Record extracts:

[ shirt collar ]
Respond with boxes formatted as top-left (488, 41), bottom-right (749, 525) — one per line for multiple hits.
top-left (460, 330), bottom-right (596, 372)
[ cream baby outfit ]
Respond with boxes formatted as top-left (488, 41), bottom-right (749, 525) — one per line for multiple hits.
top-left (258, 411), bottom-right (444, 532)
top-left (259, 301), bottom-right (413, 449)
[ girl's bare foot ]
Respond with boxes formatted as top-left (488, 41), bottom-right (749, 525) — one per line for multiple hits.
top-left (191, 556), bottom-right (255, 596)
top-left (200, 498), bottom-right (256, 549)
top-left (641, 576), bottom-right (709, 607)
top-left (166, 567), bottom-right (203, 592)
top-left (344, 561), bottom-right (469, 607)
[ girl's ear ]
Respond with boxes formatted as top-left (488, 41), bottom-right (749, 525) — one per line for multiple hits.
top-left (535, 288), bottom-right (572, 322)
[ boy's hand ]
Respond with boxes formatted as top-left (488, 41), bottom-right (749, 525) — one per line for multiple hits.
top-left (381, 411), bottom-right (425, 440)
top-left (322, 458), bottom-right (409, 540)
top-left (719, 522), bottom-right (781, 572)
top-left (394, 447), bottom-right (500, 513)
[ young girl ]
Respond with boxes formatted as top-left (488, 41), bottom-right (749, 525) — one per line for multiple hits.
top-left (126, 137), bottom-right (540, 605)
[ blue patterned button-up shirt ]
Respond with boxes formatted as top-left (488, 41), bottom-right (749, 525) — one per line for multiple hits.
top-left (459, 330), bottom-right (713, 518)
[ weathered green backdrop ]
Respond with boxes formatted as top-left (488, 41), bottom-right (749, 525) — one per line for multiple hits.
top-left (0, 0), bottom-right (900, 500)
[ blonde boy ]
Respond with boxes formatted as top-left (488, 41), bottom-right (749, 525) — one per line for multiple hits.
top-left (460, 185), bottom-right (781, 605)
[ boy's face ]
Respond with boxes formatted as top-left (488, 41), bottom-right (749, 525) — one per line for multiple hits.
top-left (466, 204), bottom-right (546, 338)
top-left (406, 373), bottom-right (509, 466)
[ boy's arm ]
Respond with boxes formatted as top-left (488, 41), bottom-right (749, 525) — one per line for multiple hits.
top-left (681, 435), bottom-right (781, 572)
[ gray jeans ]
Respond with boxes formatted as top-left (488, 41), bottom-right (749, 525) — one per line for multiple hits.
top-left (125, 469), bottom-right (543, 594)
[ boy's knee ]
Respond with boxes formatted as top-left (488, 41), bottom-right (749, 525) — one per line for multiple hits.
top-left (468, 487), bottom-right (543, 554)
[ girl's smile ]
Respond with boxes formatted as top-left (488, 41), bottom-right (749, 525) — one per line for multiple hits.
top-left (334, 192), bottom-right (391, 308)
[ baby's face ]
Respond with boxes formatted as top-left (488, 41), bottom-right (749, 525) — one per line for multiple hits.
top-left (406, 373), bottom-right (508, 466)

Directions for this task: Rewrite all the entries above as a JSON list of strings, one string per line and no strings for blank lines.

Correct output:
[
  "[ shirt collar ]",
  "Respond with boxes formatted as top-left (488, 41), bottom-right (749, 525) — one per line for multiple hits.",
  "top-left (460, 330), bottom-right (596, 372)",
  "[ cream baby outfit ]",
  "Respond with boxes formatted as top-left (488, 41), bottom-right (749, 525) — one per line for multiple hits.",
  "top-left (258, 411), bottom-right (444, 532)",
  "top-left (259, 301), bottom-right (413, 449)",
  "[ girl's bare foot ]",
  "Respond with boxes formatted as top-left (488, 41), bottom-right (749, 525) — one per line for multiple hits.",
  "top-left (191, 556), bottom-right (255, 596)",
  "top-left (200, 498), bottom-right (256, 549)",
  "top-left (641, 576), bottom-right (709, 607)",
  "top-left (166, 567), bottom-right (203, 592)",
  "top-left (344, 561), bottom-right (469, 607)",
  "[ girl's ear ]",
  "Respond with boxes formatted as top-left (488, 41), bottom-right (749, 525) — one per line for multiple hits.",
  "top-left (535, 288), bottom-right (572, 322)",
  "[ boy's hand ]",
  "Respond with boxes formatted as top-left (488, 41), bottom-right (749, 525) — one per line for multiple hits.",
  "top-left (381, 411), bottom-right (425, 440)",
  "top-left (322, 458), bottom-right (409, 540)",
  "top-left (719, 522), bottom-right (781, 572)",
  "top-left (394, 447), bottom-right (500, 513)",
  "[ young girl ]",
  "Respond with boxes formatted as top-left (488, 41), bottom-right (749, 525) — one per line for multiple hits.",
  "top-left (126, 137), bottom-right (540, 605)",
  "[ blue patterned button-up shirt ]",
  "Respond with boxes formatted as top-left (488, 41), bottom-right (749, 525) — one per line for multiple hits.",
  "top-left (459, 330), bottom-right (713, 518)",
  "[ weathered green backdrop ]",
  "Respond with boxes formatted as top-left (488, 41), bottom-right (749, 525) — one per line for multiple hits.",
  "top-left (0, 0), bottom-right (900, 500)",
  "[ blonde boy ]",
  "Respond with boxes formatted as top-left (488, 41), bottom-right (749, 525) — one per line for multiple hits.",
  "top-left (460, 185), bottom-right (781, 605)",
  "[ boy's face ]",
  "Respond with boxes formatted as top-left (488, 41), bottom-right (749, 525) — one per line for multiple hits.",
  "top-left (466, 204), bottom-right (546, 338)",
  "top-left (406, 373), bottom-right (509, 466)",
  "[ boy's arm ]",
  "Respond with boxes formatted as top-left (488, 41), bottom-right (749, 525) — one per line for multiple hits.",
  "top-left (681, 435), bottom-right (781, 572)",
  "[ gray jeans ]",
  "Respond with boxes formatted as top-left (488, 41), bottom-right (749, 525) — one per line for multiple hits.",
  "top-left (125, 469), bottom-right (543, 594)",
  "[ boy's knee ]",
  "Respond with boxes formatted as top-left (488, 41), bottom-right (749, 525) — one per line for multiple hits.",
  "top-left (468, 487), bottom-right (543, 554)",
  "[ girl's smile ]",
  "Respond with boxes formatted as top-left (488, 41), bottom-right (749, 525) — one per line for multiple hits.",
  "top-left (334, 192), bottom-right (391, 308)",
  "[ baby's face ]",
  "Respond with boxes formatted as top-left (488, 41), bottom-right (749, 525) — one per line for multiple hits.",
  "top-left (406, 373), bottom-right (508, 466)"
]